> _Brief_
What you print should match the entries exactly, only without the pictures.

> _Records provided_
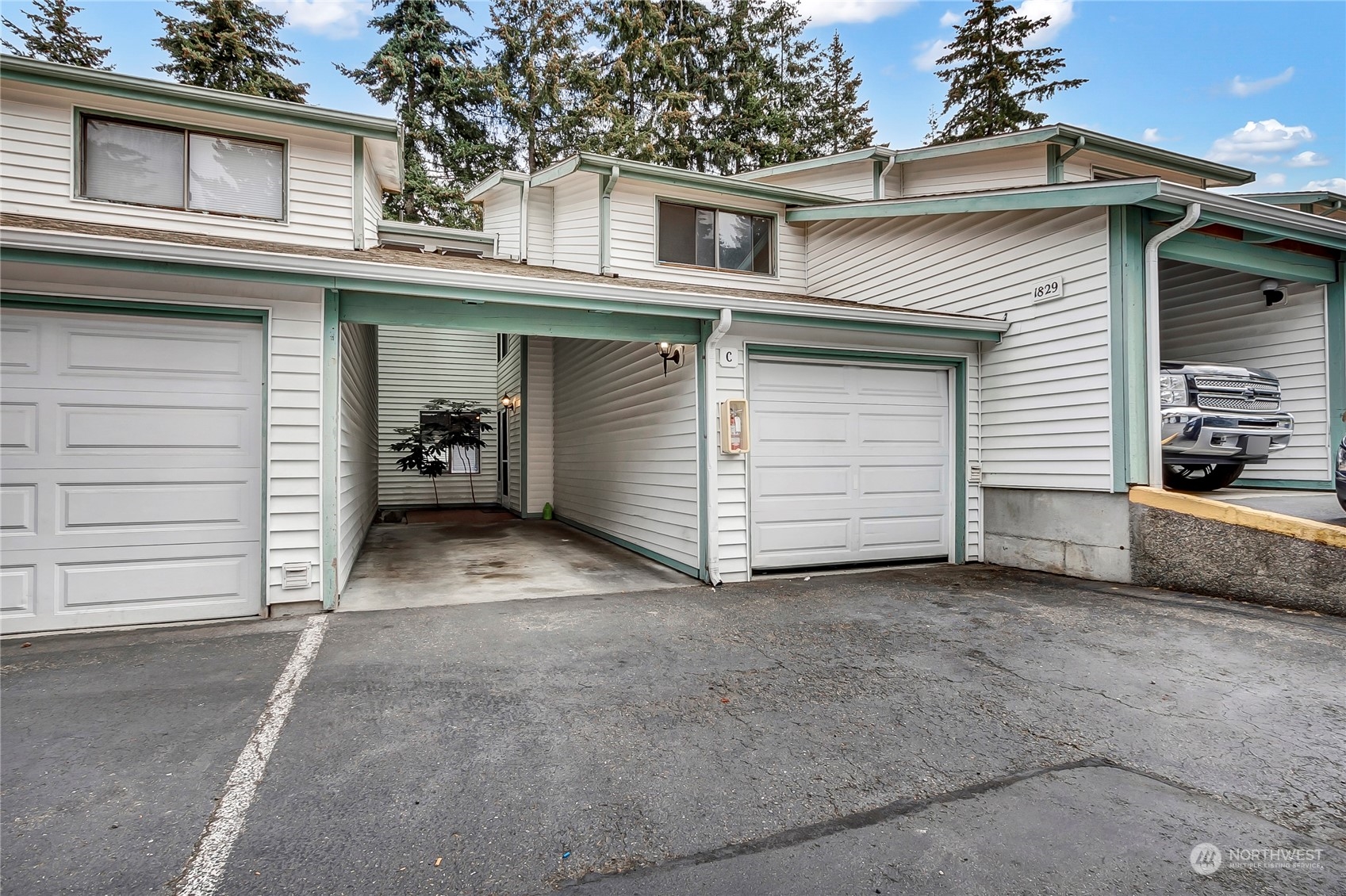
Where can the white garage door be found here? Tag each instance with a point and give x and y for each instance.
(132, 469)
(848, 463)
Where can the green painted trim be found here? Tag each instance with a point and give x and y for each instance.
(1056, 168)
(260, 316)
(882, 154)
(523, 426)
(1301, 484)
(1313, 228)
(357, 194)
(1131, 461)
(621, 542)
(869, 326)
(493, 181)
(1336, 365)
(129, 307)
(1232, 255)
(112, 84)
(454, 314)
(703, 447)
(330, 465)
(960, 411)
(1311, 197)
(1075, 195)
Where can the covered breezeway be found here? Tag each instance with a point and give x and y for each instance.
(585, 421)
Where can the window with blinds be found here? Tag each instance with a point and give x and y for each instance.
(177, 168)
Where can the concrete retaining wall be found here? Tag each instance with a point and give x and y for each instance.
(1075, 533)
(1210, 557)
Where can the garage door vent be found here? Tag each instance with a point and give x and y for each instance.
(295, 576)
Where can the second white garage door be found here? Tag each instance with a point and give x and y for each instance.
(849, 463)
(132, 469)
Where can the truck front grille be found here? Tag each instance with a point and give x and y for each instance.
(1237, 393)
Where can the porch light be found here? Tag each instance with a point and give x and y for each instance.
(668, 353)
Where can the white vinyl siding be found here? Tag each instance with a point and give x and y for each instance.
(1046, 412)
(988, 170)
(540, 226)
(373, 212)
(853, 179)
(500, 217)
(1220, 316)
(359, 463)
(511, 377)
(626, 446)
(635, 210)
(293, 504)
(40, 147)
(537, 411)
(731, 382)
(575, 224)
(417, 365)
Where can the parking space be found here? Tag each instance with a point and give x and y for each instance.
(871, 729)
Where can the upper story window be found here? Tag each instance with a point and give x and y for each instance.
(179, 168)
(715, 239)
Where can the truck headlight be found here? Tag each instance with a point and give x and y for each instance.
(1172, 390)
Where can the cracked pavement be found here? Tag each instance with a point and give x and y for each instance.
(918, 729)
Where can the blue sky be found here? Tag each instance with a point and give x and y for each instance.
(1256, 85)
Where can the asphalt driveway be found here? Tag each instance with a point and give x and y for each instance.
(933, 729)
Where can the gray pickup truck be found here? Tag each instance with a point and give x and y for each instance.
(1217, 419)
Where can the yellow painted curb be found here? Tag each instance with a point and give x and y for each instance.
(1220, 511)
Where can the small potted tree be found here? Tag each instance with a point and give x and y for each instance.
(446, 428)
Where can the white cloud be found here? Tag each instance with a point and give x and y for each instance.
(1259, 142)
(851, 11)
(1241, 88)
(929, 54)
(1307, 159)
(328, 17)
(1058, 13)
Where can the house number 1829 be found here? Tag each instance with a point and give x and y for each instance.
(1048, 289)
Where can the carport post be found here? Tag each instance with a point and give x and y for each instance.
(1154, 408)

> _Solution to the exercise_
Where can the white garage door be found here? Tag each instance with a point and give x and y for each instance.
(132, 469)
(848, 463)
Where can the green painted trim be found here? Tag each instance with a point and give x and y for each instance.
(1056, 168)
(260, 316)
(882, 154)
(523, 426)
(1301, 484)
(1313, 228)
(357, 194)
(1131, 461)
(621, 542)
(869, 326)
(493, 181)
(1336, 365)
(129, 307)
(1232, 255)
(112, 84)
(454, 314)
(703, 447)
(330, 465)
(960, 411)
(1311, 197)
(1075, 195)
Where can the covered breezeway be found here? Tag each instance with a point and give x and y for each instance.
(585, 421)
Where can the window with blinds be found here? Tag each instance with a point and give x and y for each instance.
(177, 168)
Where can the concrete retaining wall be found here? Tag each instance with a point and give x and y for each instance.
(1075, 533)
(1210, 557)
Where can the garage door vent be found here? Tag each instance with a point and give x and y for each instance.
(295, 576)
Where can the second white garage door be found here? Tag each instance with a point and give x and y for each instance.
(849, 463)
(132, 469)
Where can the truck front grille be found here? Tag each instance with a point and give x and y for each instance.
(1237, 393)
Where can the porch light be found here? Tag each instance with a point and give x and y for each instance.
(668, 353)
Where can the white vinyl siding be found here? Tag each instance with a point and give x and y for each instance.
(1046, 412)
(988, 170)
(540, 226)
(373, 212)
(853, 179)
(500, 217)
(1220, 316)
(359, 463)
(511, 377)
(626, 446)
(635, 210)
(293, 504)
(40, 147)
(537, 411)
(731, 382)
(575, 224)
(417, 365)
Where can the parking space be found here? Tag each instance with a point and give x and y for each instance.
(871, 729)
Where can the upper story window be found here? Tag each instance with a point and give x and y for each instance.
(179, 168)
(715, 239)
Where can the truck headlight be found here? Tag each instance with a point and give x and y for each instance.
(1172, 390)
Where can the cracked pavement be found here? Tag each instance with a point and give x and y for each instance.
(918, 729)
Where can the blue sky be found here? Tag each instance with a point and give x and y for each instance.
(1256, 85)
Where can the asphalt driveway be found here? Tag each instance with a point and give x and y for each instance.
(933, 729)
Where can the gray pickup truck be found here? Tag each instance with a point and give x and y for each instance.
(1217, 419)
Where can the yellow painted curb be found here? Tag each instance with a point and give x and y for each instance.
(1220, 511)
Where can the small potted tree be found here? Tag each instance with a point and give x and y for each instance.
(446, 428)
Where can the white cloud be found here? Tag each instance with a point and give x and y for each instance.
(1259, 142)
(851, 11)
(1241, 88)
(929, 54)
(1307, 159)
(328, 17)
(1058, 13)
Where can the house number 1829 be found here? Tag each instance with a point and give x and y for each instance.
(1048, 289)
Where can the carport post be found here? Tag each instance with a point and give x and y for each instance.
(1154, 408)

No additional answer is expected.